_TASK OBJECTIVE_: Your task is to copy each line of the material that holds the word "forested".
--- THE RECORDS ---
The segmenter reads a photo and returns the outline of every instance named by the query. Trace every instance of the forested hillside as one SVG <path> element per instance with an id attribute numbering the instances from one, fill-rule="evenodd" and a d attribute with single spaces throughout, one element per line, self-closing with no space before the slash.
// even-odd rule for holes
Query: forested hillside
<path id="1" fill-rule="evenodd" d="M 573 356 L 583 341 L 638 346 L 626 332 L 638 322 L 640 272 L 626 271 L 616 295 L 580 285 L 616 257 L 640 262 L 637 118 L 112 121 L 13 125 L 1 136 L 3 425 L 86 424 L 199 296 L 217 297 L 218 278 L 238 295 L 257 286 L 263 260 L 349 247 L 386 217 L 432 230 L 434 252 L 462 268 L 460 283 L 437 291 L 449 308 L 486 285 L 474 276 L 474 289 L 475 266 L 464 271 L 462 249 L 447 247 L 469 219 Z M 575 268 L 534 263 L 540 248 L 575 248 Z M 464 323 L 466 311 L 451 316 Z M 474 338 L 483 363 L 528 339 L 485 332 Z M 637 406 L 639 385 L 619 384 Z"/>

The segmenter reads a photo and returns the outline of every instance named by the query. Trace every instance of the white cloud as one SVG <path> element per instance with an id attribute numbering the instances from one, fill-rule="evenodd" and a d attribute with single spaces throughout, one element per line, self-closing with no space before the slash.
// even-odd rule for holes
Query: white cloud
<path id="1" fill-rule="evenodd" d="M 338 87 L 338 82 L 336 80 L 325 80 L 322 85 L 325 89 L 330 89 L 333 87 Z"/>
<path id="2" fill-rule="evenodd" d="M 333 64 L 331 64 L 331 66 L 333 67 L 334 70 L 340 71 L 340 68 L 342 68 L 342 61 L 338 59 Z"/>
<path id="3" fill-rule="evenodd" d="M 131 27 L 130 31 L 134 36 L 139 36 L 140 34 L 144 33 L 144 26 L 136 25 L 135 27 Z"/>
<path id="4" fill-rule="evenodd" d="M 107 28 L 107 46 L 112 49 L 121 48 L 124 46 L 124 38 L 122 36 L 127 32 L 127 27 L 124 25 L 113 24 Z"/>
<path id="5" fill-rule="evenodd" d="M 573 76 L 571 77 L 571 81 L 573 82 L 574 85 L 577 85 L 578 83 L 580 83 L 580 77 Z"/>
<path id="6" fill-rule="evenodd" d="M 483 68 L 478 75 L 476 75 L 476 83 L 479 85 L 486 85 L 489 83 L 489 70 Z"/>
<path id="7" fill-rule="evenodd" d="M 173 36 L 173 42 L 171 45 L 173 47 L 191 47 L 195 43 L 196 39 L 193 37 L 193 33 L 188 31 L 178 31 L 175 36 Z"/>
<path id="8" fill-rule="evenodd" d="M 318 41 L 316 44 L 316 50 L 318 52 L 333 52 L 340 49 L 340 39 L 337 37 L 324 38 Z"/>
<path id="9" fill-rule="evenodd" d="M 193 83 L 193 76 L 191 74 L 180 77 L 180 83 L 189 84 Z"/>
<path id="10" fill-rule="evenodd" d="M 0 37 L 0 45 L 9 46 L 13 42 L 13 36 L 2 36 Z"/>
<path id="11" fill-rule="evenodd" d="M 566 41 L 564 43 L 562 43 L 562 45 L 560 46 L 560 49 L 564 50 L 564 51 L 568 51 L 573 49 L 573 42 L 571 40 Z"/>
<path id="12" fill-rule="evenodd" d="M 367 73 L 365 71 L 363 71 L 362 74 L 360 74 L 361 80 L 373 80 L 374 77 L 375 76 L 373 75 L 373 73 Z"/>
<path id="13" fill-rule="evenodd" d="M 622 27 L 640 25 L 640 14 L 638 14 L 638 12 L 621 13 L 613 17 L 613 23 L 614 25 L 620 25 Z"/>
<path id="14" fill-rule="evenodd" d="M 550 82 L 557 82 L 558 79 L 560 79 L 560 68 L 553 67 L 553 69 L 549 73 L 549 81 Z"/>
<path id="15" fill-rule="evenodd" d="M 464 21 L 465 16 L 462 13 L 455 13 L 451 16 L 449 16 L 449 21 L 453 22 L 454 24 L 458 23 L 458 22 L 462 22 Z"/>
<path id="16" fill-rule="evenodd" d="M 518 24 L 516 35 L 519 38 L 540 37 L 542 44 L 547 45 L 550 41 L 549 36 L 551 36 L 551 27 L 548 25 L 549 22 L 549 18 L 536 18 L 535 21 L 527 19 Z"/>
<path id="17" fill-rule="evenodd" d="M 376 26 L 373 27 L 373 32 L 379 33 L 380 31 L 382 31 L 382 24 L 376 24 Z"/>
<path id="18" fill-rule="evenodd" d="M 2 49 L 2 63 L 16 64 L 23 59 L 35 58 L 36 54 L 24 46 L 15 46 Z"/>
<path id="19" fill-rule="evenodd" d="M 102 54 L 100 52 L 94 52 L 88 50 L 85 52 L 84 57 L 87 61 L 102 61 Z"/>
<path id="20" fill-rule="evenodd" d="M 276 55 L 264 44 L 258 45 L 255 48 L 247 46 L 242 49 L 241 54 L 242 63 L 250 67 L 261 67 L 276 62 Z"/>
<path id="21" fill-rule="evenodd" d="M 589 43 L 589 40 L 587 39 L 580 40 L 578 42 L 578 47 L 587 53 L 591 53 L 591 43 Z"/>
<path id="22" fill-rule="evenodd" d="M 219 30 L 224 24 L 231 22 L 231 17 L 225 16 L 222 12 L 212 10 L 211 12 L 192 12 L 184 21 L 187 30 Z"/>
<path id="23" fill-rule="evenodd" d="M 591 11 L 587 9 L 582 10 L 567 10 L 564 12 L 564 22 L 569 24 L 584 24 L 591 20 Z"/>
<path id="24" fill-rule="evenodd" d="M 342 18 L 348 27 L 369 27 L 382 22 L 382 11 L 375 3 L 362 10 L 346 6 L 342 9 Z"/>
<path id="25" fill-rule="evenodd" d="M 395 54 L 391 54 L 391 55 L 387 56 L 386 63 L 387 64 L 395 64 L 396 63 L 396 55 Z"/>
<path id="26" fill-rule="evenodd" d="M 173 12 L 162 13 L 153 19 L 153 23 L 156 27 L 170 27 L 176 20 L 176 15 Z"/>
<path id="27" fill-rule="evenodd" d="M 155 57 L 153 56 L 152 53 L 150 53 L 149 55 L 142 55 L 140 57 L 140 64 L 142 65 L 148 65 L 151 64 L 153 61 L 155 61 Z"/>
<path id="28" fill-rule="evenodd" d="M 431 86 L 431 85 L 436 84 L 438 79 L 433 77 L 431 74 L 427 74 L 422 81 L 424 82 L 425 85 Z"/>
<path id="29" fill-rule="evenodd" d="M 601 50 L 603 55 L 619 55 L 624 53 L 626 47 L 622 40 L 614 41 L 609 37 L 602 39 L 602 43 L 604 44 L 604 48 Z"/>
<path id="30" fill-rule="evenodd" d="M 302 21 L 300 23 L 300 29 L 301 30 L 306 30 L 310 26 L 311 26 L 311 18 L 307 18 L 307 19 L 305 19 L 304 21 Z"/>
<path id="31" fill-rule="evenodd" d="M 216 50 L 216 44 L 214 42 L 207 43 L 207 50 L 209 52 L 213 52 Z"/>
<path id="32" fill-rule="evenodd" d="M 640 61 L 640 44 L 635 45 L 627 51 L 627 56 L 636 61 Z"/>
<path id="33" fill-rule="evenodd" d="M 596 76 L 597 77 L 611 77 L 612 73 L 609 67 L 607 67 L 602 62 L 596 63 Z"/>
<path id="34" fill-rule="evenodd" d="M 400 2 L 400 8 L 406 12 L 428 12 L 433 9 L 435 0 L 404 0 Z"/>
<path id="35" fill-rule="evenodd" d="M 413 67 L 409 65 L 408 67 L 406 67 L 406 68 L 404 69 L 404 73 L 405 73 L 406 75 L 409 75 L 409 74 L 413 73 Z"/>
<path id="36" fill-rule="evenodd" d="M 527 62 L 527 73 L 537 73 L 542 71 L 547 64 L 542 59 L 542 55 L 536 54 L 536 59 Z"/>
---
_PROBLEM SOLUTION_:
The segmenter reads a photo and returns the outline of every instance named by the query. Trace every instance of the forested hillside as one SVG <path> element per instance with an id attribute numbering the instances from one, fill-rule="evenodd" and a d attribute with single spaces throughout, one element per line, self-closing with no space before the slash.
Query: forested hillside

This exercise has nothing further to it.